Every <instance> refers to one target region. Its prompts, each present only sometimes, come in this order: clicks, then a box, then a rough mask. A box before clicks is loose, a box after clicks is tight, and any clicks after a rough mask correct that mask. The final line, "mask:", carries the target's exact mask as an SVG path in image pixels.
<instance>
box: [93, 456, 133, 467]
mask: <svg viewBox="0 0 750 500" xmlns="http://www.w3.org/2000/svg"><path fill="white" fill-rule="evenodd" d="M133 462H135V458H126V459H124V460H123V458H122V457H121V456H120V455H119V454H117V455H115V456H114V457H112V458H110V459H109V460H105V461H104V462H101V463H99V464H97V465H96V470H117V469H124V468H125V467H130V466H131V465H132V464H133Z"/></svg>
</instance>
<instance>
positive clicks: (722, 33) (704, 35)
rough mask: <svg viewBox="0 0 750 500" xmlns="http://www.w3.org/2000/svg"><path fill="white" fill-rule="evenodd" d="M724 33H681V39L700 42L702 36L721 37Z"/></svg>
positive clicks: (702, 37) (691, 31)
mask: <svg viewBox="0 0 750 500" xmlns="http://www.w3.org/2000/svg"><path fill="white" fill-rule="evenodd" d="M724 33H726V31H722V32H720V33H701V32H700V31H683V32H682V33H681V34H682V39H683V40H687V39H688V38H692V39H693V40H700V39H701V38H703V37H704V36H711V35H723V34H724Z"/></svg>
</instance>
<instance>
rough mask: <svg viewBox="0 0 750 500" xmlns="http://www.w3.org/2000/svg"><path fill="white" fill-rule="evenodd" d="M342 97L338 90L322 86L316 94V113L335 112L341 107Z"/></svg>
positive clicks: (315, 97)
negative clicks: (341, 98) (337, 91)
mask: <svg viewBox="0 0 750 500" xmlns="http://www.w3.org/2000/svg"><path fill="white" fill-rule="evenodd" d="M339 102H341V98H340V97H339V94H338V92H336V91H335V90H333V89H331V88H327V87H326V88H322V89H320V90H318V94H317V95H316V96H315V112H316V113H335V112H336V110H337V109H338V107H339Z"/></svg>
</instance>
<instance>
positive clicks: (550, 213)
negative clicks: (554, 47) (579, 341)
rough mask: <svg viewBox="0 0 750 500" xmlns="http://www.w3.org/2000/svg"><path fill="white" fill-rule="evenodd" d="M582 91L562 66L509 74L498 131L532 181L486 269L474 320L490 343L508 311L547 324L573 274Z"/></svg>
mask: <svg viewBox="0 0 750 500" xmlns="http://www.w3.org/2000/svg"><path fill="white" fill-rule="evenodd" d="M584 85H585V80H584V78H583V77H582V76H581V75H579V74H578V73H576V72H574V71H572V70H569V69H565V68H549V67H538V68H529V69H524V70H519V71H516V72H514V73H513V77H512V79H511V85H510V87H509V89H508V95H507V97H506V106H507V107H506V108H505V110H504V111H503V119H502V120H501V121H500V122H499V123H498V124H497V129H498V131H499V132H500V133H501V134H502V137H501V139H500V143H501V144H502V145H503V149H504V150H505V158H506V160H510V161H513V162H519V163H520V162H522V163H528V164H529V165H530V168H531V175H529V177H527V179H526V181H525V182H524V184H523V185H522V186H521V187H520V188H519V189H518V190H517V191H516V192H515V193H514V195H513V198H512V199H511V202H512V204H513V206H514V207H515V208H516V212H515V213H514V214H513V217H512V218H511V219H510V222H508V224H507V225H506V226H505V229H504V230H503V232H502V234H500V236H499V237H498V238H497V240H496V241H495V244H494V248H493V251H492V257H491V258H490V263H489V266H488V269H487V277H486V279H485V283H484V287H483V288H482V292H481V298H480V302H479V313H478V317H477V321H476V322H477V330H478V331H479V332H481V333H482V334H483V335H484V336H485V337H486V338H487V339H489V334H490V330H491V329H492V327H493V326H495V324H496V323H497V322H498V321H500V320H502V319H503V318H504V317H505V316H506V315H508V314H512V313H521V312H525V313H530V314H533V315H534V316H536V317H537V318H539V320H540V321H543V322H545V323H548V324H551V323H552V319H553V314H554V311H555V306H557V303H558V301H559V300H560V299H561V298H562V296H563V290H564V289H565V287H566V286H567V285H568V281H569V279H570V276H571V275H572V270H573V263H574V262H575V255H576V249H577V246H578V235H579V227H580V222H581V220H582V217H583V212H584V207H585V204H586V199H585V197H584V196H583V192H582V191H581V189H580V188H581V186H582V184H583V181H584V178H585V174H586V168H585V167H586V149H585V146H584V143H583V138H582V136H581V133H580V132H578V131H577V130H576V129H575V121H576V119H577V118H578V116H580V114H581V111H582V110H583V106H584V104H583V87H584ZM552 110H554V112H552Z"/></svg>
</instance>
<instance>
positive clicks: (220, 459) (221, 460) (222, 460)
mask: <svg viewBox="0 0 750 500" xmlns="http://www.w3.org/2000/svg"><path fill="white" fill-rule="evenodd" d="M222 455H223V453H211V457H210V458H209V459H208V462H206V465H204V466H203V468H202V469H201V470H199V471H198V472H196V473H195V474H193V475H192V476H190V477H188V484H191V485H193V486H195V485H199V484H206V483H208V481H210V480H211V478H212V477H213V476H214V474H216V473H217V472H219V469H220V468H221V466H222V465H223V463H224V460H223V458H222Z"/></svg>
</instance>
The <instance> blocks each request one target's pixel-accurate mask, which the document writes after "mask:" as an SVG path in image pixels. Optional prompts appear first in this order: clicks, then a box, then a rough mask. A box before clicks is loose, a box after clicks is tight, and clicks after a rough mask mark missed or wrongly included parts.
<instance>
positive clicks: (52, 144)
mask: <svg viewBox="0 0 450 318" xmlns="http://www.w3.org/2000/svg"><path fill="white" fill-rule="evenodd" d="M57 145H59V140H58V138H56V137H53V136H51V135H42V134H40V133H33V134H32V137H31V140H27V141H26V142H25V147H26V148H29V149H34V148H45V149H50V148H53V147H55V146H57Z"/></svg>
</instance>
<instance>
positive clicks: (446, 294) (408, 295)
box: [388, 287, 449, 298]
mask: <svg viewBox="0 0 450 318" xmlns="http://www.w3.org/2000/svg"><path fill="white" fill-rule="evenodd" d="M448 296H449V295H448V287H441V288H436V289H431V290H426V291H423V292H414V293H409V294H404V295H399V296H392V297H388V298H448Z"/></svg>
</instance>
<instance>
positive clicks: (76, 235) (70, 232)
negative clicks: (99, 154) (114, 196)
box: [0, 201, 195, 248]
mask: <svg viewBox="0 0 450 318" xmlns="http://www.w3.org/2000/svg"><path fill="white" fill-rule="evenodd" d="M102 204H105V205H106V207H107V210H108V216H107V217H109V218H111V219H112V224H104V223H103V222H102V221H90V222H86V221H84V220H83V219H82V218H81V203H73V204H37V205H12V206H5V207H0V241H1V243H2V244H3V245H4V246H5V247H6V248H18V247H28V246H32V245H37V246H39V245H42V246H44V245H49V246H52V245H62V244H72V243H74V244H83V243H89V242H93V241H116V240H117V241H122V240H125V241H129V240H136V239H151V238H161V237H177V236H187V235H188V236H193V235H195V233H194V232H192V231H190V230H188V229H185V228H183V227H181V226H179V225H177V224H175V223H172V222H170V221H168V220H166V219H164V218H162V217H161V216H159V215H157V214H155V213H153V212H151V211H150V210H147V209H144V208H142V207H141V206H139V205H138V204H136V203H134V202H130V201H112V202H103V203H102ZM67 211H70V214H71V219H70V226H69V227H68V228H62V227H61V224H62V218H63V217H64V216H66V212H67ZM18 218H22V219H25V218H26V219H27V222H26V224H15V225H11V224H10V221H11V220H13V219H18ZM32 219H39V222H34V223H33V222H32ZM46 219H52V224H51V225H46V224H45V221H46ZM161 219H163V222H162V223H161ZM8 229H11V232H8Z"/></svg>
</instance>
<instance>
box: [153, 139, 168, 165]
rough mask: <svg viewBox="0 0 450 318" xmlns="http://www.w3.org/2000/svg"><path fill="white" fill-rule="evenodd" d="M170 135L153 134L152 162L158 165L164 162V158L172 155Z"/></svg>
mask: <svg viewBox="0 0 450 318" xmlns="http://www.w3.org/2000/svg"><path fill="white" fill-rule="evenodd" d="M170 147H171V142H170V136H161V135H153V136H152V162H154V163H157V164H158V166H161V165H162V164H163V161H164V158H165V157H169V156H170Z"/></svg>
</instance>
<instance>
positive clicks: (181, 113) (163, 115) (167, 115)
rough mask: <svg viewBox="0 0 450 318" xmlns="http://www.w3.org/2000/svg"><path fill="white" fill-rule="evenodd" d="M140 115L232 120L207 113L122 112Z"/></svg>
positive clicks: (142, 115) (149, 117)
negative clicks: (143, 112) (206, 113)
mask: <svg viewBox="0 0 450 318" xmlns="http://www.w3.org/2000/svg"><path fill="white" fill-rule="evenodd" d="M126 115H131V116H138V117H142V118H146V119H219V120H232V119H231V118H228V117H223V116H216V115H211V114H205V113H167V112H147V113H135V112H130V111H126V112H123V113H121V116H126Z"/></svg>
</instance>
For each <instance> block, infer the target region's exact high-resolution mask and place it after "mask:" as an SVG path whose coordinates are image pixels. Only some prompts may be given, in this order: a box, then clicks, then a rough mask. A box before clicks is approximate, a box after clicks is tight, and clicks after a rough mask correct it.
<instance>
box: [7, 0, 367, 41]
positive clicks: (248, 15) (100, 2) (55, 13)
- - - - - - -
To do. Copy the entries above exactly, but only from the line holding "positive clicks: (550, 213)" through the line holding "negative clicks: (554, 47) (579, 341)", both included.

Worked solution.
positive clicks: (550, 213)
negative clicks: (554, 47) (579, 341)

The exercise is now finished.